• _EXERCISE PROMPT_: Copy every line from the one containing "Report one point per instance of the black" through the last line of the records below, both included, and nothing else.

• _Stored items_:
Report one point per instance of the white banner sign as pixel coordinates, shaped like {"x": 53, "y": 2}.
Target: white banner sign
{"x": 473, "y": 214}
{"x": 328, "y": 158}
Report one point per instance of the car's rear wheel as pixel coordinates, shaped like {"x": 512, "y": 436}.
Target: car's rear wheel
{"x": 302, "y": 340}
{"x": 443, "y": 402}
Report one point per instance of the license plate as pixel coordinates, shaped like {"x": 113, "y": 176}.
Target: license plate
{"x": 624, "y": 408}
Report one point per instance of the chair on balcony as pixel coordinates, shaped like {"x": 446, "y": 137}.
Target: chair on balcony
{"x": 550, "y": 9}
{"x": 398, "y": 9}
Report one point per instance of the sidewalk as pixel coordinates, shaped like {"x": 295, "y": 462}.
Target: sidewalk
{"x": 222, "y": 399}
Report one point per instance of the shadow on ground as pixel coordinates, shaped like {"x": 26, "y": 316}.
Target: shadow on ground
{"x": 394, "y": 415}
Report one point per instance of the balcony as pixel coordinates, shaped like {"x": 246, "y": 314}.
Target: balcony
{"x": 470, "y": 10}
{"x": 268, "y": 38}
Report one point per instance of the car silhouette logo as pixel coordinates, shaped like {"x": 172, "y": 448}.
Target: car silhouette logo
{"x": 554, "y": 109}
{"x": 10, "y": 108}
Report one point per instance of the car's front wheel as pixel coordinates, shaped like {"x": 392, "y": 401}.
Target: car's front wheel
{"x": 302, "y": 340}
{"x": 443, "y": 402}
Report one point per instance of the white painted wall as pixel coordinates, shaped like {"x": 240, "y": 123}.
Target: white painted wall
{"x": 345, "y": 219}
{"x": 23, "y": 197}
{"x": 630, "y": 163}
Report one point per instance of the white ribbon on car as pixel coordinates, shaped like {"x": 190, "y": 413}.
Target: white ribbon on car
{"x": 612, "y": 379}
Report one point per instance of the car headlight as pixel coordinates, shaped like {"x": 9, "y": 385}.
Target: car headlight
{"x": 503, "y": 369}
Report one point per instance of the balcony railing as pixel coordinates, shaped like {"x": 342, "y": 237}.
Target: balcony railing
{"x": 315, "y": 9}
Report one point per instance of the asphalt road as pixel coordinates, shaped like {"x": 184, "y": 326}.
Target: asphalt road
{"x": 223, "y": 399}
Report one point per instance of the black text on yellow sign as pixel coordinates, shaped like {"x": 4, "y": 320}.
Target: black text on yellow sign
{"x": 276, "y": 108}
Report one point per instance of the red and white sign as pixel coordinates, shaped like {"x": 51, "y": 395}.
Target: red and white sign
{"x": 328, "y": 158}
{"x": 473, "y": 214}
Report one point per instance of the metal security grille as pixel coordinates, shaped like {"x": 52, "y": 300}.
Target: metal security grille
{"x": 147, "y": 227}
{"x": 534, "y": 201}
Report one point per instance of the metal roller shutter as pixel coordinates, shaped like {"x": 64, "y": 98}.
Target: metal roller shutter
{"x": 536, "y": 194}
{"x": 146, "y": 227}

• _ANSWER SECTION_:
Report one point per instance of the black text on yellow sign as pixel coordinates, shaped like {"x": 4, "y": 320}.
Target: black text on yellow sign
{"x": 276, "y": 108}
Report one point per instance of the red and white sign as pixel coordinates, shaped like {"x": 51, "y": 395}.
Target: red and white sign
{"x": 328, "y": 158}
{"x": 473, "y": 214}
Report one point per instance of the metal security grille as pixel coordinates, shaped like {"x": 52, "y": 300}.
Target: metal security grille
{"x": 147, "y": 227}
{"x": 534, "y": 201}
Report one point per instance of the metal roller shutter as pixel coordinates, shaped like {"x": 64, "y": 98}.
Target: metal roller shutter
{"x": 536, "y": 194}
{"x": 146, "y": 227}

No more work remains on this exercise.